* _AIM_: Print every row below verbatim, with no character changed, added, or dropped.

* _DATA RECORDS_:
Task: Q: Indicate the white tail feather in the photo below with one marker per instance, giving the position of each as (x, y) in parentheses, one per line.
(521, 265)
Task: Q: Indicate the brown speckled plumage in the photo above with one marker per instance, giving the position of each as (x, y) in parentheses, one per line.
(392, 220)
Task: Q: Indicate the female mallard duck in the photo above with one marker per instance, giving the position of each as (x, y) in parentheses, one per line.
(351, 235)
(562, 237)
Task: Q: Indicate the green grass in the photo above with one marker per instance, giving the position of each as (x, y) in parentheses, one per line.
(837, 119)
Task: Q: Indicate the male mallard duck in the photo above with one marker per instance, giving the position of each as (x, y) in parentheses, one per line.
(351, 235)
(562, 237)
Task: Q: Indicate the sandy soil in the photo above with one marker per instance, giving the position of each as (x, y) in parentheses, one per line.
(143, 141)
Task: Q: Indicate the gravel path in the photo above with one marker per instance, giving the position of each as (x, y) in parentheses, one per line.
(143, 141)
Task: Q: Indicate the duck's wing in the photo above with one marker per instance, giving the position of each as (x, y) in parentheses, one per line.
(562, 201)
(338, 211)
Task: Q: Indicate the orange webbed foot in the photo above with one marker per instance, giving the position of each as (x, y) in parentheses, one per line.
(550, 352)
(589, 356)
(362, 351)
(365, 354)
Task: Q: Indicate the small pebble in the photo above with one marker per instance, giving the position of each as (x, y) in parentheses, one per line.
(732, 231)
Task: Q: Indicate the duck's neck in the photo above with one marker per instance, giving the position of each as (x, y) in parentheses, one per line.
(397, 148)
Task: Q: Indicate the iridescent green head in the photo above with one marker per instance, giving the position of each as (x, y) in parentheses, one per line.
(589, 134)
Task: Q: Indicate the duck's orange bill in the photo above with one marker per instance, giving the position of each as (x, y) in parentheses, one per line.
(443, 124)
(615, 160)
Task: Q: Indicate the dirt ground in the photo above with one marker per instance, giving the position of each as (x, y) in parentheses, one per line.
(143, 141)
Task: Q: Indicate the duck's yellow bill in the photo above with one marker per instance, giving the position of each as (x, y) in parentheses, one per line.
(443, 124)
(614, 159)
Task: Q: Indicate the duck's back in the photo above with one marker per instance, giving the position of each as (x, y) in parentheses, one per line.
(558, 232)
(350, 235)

* _TASK SOLUTION_:
Task: Q: Indicate the white tail feather in the photo below with one marker per instance, giving the position of each as (x, y) in parentheses, one per line.
(521, 265)
Task: Q: Indicate the brown speckled plumage in the photo above with one marker per instance, giving the position of each as (x, y) in parentheses, one per line.
(392, 220)
Task: Q: Indicate the female mallard duck in the photo above with one marker per instance, giving the position of each as (x, y) in parentheses, one per line.
(351, 235)
(562, 237)
Task: Q: Indicate the green grass in the photo above with one marker per instance, giving the position of each as (x, y) in parentheses, one per line.
(837, 119)
Task: Q: Indicate the male mallard duck in the photo above with one marker per instance, giving the position of each as (x, y) in parentheses, one per line.
(351, 235)
(562, 237)
Task: Q: Indicate the sandy soil in the photo above with one marker per instance, giving the position of each as (x, y) in parentheses, one per line.
(143, 141)
Task: Q: Indicate the gravel path in the photo above with one marker per instance, giving the position of each as (x, y) in parentheses, one per line.
(143, 141)
Task: Q: Indicate the duck's wing in the photo above with one marker per instance, giving the position of each as (x, y) in parentheses, one per line.
(562, 201)
(338, 211)
Task: Q: Indicate the orange webbed foot in the photo above with one marker per instance, giving the position of each as (x, y) in parentheses, one per line.
(550, 352)
(589, 356)
(362, 351)
(365, 354)
Task: Q: Indicate the small pebble in the photo above with one marker per instance, giving the position of each as (x, y) in parentheses, one per line.
(732, 231)
Task: Q: Indicate the duck's neck in the photo above with one marker per instance, giving the position of each as (x, y) in parentheses, one per line.
(397, 148)
Task: Q: Indicate the iridescent green head in the photo above with one marker per instance, giving the position of each as (x, y) in parentheses, one per line.
(589, 134)
Task: Q: Indicate the duck's orange bill in the photo above with one marker per instance, giving the position of each as (x, y) in parentheses, one per line.
(443, 124)
(615, 160)
Task: Q: Indicate the dirt ground in the photo above with one marker per instance, giving the position of each as (x, y) in parentheses, one per line.
(143, 141)
Task: Q: Indicate the duck's yellow bill in the photo above with one marker per instance, giving the position of each as (x, y) in parentheses, one per line.
(443, 124)
(614, 159)
Task: Q: Indicate the duck's back in the photo above with one marker per instance, giving the position of each as (x, y) in parentheses, one per line.
(558, 232)
(350, 235)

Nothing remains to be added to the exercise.